▶ **WHAT THE TASK REQUIRES**
Take the line that has "For full credit, report the bounding box of the crown" and all the lines that come after it in the records, and write them out again exactly. Add no other line.

START RECORDS SHOWN

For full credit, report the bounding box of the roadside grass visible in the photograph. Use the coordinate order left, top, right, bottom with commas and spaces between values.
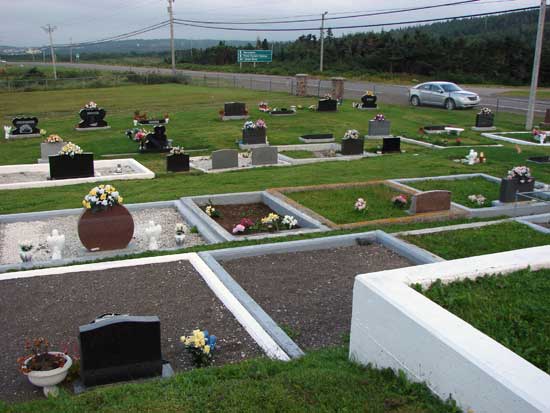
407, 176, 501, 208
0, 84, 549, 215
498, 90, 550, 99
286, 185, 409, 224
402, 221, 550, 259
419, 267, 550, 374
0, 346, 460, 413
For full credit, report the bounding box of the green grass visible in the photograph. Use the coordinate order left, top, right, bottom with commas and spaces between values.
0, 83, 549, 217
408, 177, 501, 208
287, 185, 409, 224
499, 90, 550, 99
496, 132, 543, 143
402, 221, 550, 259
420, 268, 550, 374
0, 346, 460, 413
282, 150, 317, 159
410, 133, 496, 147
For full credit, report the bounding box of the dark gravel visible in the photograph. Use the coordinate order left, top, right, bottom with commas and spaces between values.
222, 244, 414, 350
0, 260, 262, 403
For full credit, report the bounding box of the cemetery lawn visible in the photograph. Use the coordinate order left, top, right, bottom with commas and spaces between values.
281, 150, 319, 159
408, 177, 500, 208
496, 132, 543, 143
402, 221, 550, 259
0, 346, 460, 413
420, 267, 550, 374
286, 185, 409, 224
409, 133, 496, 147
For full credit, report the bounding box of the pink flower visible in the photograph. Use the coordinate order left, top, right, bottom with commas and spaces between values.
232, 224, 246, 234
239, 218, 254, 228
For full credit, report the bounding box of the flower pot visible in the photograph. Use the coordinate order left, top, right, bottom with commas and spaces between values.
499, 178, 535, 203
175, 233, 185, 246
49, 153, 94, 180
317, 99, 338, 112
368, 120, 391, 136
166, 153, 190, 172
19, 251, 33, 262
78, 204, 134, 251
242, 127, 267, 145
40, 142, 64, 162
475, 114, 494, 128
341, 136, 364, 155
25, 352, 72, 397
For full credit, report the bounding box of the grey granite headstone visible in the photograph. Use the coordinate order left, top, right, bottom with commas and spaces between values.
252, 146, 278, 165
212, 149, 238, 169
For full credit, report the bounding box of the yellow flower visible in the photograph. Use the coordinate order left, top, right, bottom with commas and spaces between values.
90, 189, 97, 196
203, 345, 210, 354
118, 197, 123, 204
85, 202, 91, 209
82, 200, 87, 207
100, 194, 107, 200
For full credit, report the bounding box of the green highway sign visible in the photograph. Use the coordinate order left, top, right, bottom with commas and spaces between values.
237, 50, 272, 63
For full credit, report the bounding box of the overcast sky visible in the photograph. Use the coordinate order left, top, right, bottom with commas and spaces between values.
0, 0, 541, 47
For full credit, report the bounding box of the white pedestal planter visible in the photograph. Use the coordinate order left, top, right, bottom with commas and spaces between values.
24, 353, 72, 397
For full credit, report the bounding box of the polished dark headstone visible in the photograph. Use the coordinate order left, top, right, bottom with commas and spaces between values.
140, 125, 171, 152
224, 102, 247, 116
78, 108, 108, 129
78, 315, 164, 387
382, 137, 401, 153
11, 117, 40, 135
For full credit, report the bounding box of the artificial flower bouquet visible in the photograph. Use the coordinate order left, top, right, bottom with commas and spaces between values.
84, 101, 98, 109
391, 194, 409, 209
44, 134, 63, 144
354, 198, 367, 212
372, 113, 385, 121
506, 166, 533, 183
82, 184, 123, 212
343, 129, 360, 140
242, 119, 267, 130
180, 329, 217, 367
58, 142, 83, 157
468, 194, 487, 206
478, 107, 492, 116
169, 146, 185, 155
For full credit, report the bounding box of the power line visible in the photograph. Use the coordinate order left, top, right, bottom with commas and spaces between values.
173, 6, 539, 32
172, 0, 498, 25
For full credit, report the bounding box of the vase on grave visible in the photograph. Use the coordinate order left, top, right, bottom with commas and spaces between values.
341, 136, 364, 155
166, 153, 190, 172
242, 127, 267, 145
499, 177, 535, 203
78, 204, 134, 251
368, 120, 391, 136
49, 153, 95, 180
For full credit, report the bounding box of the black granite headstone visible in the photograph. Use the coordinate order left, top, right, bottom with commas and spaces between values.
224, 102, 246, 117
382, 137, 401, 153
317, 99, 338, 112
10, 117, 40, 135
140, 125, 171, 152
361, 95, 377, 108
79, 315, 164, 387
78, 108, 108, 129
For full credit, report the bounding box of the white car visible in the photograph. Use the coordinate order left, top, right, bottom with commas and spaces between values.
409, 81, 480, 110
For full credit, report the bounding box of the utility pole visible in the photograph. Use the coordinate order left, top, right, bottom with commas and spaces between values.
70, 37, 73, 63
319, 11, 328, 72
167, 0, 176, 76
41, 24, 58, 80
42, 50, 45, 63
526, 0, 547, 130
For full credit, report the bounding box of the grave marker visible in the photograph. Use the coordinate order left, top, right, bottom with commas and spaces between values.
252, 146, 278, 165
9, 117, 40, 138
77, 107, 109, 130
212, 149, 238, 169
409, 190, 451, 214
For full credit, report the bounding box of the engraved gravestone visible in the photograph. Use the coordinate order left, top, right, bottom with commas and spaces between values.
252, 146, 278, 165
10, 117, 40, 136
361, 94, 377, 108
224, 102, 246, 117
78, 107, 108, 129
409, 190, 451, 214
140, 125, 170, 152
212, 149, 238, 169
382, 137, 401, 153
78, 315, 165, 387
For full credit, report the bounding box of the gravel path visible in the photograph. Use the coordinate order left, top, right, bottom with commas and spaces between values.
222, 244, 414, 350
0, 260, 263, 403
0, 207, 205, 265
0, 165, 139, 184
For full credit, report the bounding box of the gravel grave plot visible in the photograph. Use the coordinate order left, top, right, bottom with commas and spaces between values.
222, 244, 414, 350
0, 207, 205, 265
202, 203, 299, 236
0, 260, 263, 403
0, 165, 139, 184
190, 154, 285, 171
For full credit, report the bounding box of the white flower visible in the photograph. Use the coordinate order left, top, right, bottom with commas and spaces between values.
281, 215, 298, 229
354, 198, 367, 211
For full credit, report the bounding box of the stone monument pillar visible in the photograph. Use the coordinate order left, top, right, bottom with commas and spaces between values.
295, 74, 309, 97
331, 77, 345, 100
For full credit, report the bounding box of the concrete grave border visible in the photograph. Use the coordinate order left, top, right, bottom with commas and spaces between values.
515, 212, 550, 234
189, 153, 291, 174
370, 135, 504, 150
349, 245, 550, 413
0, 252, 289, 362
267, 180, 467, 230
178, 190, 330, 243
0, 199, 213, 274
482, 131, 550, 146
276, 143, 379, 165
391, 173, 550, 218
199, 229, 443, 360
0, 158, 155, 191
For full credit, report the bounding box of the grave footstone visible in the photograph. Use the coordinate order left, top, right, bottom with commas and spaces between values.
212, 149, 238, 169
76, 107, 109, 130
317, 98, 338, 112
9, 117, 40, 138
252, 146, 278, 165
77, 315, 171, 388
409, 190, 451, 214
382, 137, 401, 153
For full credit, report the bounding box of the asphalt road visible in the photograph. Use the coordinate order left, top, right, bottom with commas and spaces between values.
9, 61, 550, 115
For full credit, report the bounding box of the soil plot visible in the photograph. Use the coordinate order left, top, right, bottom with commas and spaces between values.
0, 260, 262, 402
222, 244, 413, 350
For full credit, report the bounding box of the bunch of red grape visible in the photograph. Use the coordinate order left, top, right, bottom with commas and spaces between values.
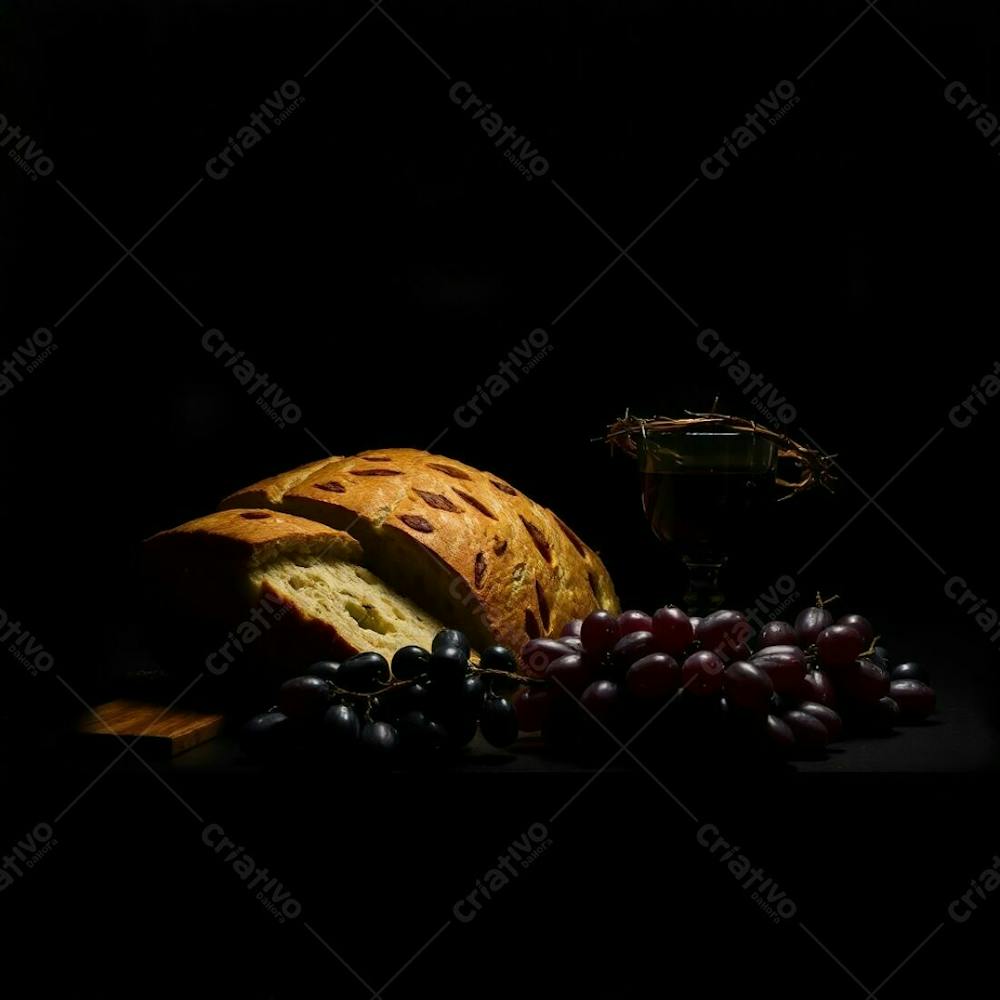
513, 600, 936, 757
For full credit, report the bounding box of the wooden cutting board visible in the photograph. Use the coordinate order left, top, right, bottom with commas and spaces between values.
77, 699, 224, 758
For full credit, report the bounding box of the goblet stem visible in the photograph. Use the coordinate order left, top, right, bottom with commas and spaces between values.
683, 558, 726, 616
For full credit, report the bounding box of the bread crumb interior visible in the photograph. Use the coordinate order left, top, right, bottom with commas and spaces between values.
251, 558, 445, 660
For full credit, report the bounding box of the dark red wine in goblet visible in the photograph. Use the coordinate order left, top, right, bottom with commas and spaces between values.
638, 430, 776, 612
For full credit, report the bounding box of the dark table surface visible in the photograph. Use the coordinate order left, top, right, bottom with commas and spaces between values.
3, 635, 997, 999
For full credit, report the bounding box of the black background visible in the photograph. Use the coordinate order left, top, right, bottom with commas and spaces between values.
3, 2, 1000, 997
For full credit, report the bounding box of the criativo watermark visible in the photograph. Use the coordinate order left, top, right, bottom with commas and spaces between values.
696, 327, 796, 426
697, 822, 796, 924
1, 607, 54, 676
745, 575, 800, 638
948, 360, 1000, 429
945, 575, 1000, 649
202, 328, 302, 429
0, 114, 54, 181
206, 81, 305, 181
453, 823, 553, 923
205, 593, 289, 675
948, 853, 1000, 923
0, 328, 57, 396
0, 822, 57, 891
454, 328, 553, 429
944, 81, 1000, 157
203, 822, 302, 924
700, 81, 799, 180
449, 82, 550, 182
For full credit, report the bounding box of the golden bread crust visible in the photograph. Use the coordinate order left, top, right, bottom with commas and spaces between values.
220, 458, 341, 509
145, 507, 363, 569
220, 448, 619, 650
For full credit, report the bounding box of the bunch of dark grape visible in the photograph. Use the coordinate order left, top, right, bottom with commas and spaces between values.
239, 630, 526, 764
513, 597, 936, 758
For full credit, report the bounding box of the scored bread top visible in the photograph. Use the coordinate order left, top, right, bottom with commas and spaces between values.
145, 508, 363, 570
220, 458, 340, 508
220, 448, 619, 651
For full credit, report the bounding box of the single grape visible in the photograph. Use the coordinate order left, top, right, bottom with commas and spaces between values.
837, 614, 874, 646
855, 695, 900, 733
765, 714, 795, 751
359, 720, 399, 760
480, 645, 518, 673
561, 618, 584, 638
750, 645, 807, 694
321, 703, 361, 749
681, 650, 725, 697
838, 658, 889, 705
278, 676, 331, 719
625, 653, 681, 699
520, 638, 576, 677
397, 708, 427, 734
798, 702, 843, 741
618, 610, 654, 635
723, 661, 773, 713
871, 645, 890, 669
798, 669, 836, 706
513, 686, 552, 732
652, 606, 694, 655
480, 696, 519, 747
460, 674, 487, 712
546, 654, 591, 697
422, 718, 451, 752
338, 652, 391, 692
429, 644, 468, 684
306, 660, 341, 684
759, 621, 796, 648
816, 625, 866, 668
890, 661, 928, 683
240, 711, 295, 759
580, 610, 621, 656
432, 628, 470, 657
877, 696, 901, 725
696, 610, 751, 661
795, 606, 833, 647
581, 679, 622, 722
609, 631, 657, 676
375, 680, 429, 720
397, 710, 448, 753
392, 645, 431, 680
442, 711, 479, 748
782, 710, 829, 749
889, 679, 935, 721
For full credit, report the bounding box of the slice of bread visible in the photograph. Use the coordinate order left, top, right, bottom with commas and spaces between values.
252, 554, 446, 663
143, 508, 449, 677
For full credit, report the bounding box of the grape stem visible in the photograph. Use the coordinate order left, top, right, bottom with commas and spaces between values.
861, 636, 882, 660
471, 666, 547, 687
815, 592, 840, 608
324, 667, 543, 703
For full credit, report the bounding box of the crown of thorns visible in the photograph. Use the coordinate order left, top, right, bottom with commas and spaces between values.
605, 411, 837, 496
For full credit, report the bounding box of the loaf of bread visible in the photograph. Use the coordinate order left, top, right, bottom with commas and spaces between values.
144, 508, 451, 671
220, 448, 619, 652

END RECORDS SHOWN

▶ **ANSWER TO THE PROBLEM**
For full credit, report the bounding box of the crown of thorns visible in the photograph. Use the coordinate order left, top, right, bottom with commas and spaces between values.
605, 411, 837, 496
For full credit, report the bounding box of the loaf of bread visible in the photograph. Use the coordinate order left, top, right, bottom with commas and spaces between values.
144, 508, 451, 671
220, 448, 619, 652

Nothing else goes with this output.